This morning I was thinking about how weight loss is like navigating between Scylla and Charybdis. It is a path between the oblivion of addiction and the restriction of an eating disorder. It struck me, browsing eating disorders, how often the caveat “aside from normal dieting behavior” comes up. I don’t think dieting behavior is normal, but we cut huge exceptions due to a serious problem in our culture. Of course, in abnormal psychology class we’re trying to learn that cultures deserve some leeway how they influence definitions of normal and abnormal. The need to lose weight is an artifact of our culture’s material wealth, to the extent it is killing a lot of us prematurely.
I think it’s possible for the navigation between monsters to become a third path, or a balance between extremes. I think it’s likelier, however, that ongoing attendance to health involves a migration to a more robust mental health. Last night we learned that no mental disorder can be declared “cured”, it’s all recovery and maybe remission.

[What the task requires] Write a continuation of the reflection on weight loss, starting after its final sentence. The rows that come next have no connection to the reflection on weight loss.

[Dataset records]

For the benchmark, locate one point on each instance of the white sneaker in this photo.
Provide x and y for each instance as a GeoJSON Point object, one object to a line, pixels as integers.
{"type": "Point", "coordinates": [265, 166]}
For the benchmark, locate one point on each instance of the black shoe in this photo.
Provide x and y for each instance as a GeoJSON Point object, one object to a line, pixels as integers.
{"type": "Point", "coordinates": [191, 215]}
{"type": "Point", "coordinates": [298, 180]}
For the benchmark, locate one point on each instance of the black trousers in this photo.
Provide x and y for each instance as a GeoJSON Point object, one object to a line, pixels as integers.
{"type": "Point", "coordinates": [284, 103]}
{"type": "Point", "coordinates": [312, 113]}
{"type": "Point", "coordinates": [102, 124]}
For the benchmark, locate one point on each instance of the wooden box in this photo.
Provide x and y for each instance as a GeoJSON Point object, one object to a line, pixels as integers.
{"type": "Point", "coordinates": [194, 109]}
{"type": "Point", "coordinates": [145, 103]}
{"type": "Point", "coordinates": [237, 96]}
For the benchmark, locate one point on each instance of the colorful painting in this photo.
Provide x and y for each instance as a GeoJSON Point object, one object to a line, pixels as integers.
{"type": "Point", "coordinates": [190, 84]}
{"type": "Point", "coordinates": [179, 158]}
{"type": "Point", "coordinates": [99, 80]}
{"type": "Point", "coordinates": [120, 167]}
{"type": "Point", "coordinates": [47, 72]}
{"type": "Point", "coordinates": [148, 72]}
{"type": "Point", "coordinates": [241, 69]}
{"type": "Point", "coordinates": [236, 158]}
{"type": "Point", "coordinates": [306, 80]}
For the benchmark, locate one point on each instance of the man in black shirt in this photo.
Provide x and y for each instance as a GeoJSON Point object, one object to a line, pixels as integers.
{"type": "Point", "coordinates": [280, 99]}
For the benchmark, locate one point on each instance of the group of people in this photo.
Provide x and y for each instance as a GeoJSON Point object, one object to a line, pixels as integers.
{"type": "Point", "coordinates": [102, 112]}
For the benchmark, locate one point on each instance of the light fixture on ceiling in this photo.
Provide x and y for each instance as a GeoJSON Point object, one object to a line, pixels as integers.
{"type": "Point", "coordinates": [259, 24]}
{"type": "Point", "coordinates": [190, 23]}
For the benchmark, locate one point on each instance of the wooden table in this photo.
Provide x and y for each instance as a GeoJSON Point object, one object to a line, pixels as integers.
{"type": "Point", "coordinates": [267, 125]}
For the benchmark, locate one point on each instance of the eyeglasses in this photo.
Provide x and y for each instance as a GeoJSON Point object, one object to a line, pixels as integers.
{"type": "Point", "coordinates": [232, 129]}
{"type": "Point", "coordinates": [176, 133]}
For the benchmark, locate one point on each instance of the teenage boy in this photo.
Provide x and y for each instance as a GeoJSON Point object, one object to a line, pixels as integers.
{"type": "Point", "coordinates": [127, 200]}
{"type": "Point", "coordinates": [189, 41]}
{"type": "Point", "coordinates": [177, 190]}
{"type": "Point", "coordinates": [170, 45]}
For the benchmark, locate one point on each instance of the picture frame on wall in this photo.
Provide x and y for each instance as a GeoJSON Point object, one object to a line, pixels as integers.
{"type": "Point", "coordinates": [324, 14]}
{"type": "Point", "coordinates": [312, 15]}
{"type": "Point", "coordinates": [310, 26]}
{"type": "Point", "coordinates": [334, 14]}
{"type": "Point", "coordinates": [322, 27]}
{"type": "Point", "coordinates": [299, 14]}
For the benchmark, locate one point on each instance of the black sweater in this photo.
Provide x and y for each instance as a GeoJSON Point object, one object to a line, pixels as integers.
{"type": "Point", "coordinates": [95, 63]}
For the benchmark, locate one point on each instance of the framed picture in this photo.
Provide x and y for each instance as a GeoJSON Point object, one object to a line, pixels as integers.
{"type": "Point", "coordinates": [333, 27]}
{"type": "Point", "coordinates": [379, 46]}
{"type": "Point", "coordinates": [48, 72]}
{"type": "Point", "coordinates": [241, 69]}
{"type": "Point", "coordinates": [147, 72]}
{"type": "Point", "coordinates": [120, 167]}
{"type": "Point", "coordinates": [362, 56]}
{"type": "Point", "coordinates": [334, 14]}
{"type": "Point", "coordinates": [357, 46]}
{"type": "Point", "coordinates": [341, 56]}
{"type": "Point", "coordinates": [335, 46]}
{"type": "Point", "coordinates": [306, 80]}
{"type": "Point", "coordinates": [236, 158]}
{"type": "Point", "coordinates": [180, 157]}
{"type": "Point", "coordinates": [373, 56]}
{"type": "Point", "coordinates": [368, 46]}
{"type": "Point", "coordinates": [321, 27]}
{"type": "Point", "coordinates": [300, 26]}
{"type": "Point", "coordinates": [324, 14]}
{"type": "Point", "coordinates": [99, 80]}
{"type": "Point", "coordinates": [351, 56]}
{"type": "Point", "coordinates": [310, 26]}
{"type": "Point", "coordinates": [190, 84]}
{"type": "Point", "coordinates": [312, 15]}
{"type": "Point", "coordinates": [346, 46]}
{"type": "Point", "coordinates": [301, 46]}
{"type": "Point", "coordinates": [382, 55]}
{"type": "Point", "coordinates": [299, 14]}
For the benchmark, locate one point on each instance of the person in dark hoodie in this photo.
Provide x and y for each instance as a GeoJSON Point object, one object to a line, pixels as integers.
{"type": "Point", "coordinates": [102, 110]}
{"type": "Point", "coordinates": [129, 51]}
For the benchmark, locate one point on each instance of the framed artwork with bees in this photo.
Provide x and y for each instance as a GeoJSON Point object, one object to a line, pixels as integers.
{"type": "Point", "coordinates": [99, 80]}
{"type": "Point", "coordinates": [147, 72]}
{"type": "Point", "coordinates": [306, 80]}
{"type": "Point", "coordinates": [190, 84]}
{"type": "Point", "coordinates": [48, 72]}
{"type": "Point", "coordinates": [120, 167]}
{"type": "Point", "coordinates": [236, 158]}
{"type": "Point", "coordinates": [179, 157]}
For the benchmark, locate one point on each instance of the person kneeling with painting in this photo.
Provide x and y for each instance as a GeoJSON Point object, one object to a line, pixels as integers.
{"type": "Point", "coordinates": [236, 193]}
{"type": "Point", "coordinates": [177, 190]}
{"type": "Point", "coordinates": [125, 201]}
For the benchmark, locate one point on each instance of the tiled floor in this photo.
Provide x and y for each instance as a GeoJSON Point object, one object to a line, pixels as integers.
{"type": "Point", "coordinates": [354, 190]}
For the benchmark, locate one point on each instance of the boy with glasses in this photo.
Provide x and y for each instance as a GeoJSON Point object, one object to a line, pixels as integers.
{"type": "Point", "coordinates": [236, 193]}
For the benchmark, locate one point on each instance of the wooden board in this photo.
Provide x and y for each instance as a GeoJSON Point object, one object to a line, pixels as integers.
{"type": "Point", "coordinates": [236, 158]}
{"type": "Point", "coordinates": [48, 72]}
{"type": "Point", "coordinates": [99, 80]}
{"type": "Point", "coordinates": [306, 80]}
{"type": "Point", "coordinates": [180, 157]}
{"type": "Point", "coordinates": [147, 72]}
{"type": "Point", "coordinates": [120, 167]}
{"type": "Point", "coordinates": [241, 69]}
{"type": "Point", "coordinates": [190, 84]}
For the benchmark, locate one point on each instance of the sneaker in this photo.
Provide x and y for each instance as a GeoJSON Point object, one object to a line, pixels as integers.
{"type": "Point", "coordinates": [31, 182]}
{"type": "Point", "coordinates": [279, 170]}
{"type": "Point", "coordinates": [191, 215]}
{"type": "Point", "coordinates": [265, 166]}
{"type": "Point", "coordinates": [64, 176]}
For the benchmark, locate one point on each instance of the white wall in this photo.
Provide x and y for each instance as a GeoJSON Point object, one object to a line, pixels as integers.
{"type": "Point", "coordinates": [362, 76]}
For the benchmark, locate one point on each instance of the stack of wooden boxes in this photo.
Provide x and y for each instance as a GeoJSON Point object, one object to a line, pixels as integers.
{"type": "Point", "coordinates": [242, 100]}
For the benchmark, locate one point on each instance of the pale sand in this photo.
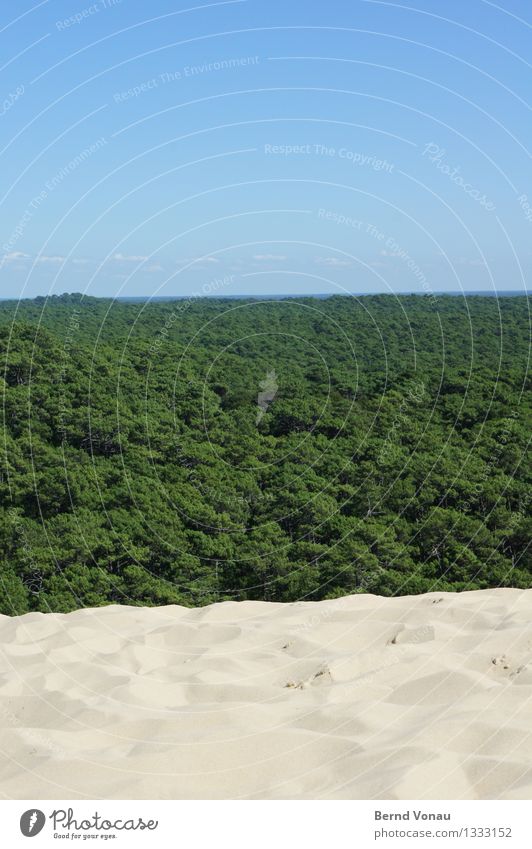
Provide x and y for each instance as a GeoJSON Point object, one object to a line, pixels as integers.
{"type": "Point", "coordinates": [420, 697]}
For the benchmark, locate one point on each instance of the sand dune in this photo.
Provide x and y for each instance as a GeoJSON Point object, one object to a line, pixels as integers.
{"type": "Point", "coordinates": [423, 697]}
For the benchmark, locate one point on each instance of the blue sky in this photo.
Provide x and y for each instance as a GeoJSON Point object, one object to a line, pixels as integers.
{"type": "Point", "coordinates": [264, 147]}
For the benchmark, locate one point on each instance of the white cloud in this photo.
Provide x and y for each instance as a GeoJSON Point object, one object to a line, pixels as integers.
{"type": "Point", "coordinates": [126, 258]}
{"type": "Point", "coordinates": [332, 262]}
{"type": "Point", "coordinates": [269, 257]}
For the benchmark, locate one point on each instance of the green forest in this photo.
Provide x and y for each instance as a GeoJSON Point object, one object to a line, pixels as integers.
{"type": "Point", "coordinates": [203, 450]}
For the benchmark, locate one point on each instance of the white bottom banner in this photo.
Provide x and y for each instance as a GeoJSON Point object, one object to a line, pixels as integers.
{"type": "Point", "coordinates": [267, 824]}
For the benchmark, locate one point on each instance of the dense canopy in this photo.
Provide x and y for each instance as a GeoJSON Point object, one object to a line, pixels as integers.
{"type": "Point", "coordinates": [202, 450]}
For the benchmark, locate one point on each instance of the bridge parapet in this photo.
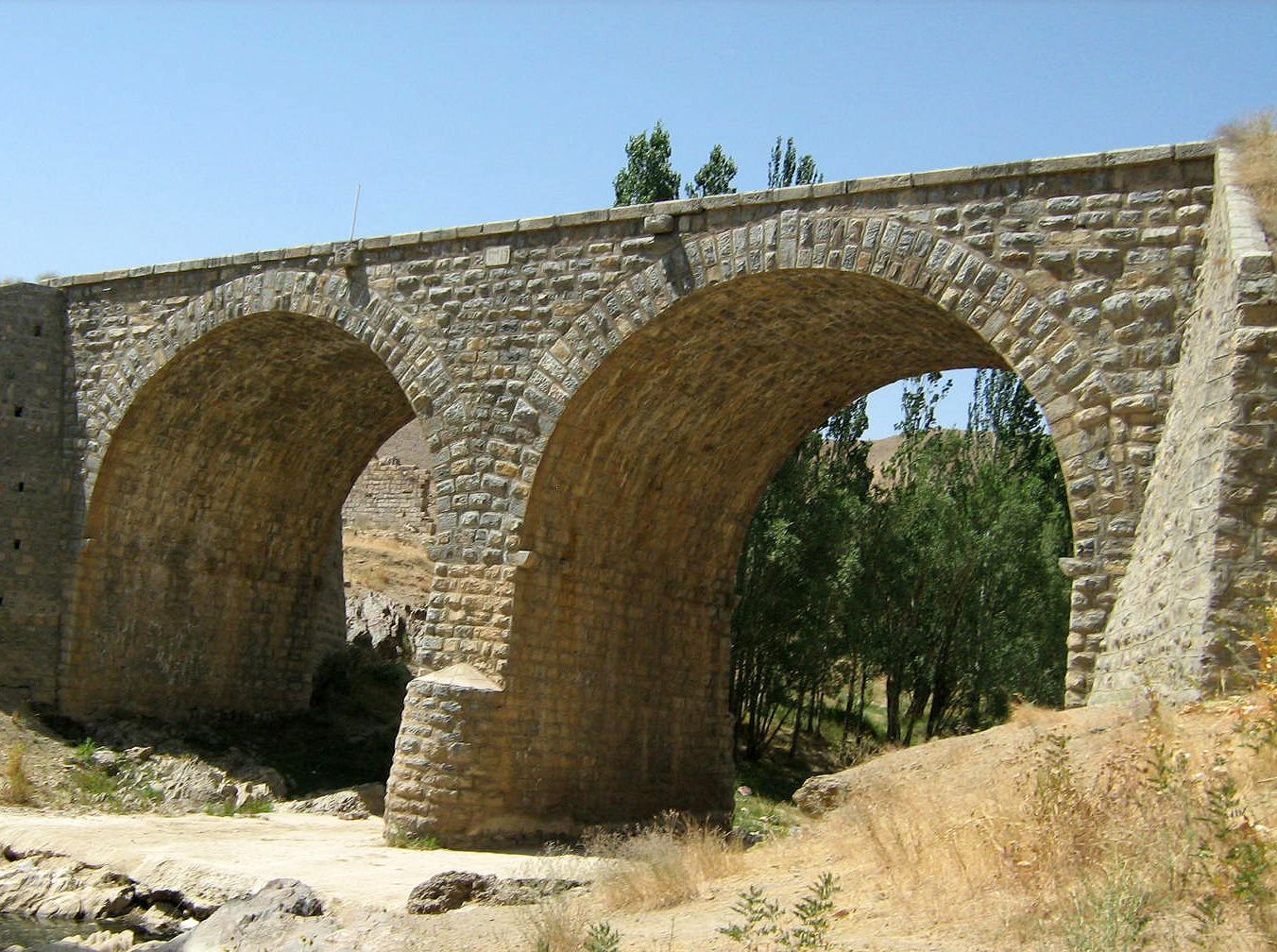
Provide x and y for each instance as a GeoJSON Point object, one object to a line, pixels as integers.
{"type": "Point", "coordinates": [605, 395]}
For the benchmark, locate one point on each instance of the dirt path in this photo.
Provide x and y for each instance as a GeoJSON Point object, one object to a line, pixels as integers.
{"type": "Point", "coordinates": [340, 859]}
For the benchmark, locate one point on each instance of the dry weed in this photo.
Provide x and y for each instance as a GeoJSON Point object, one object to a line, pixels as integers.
{"type": "Point", "coordinates": [555, 924]}
{"type": "Point", "coordinates": [17, 788]}
{"type": "Point", "coordinates": [1254, 139]}
{"type": "Point", "coordinates": [662, 865]}
{"type": "Point", "coordinates": [1162, 845]}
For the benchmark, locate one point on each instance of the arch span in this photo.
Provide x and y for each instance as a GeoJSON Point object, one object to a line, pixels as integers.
{"type": "Point", "coordinates": [206, 578]}
{"type": "Point", "coordinates": [638, 511]}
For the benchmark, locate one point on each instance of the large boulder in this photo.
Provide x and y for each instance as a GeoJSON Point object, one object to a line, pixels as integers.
{"type": "Point", "coordinates": [452, 890]}
{"type": "Point", "coordinates": [256, 922]}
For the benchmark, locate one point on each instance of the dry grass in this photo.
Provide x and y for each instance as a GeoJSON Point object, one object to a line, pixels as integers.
{"type": "Point", "coordinates": [662, 865]}
{"type": "Point", "coordinates": [17, 788]}
{"type": "Point", "coordinates": [1254, 139]}
{"type": "Point", "coordinates": [385, 564]}
{"type": "Point", "coordinates": [1164, 845]}
{"type": "Point", "coordinates": [555, 924]}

[Result for this task]
So here I return to the predictors of relapse/regain from the NWCR, depressive symptomology and disinhibited eating. I really believe the “trick” to maintenance is learning other ways to preserve our sanity besides overeating/reliance on comfort foods. In the realm of disinhibited eating, my own big problem is special events and to some extent vacations. To wit, I don’t overeat when I’m sad, but it seems I have more trouble when I’m happy. I think another problem I have there is mirror circuitry, the brain’s tendency to do what it sees others doing.
And maybe I just make an exception to my “no makeups” rule (which I have in place to avoid binge cycling) After all, I can follow a plus lunch with a minus snack, I have plus dinners after fasting for 2 meals. Phew. Thinking this much about food is hard on me. That’s why I prefer, ovewhelmingly, to stick to my “decent and normal” meal pattern. 500 cal breakfast (usually in 2 stages). 500 calorie lunch. 400 calorie snack. 600 calorie dinner.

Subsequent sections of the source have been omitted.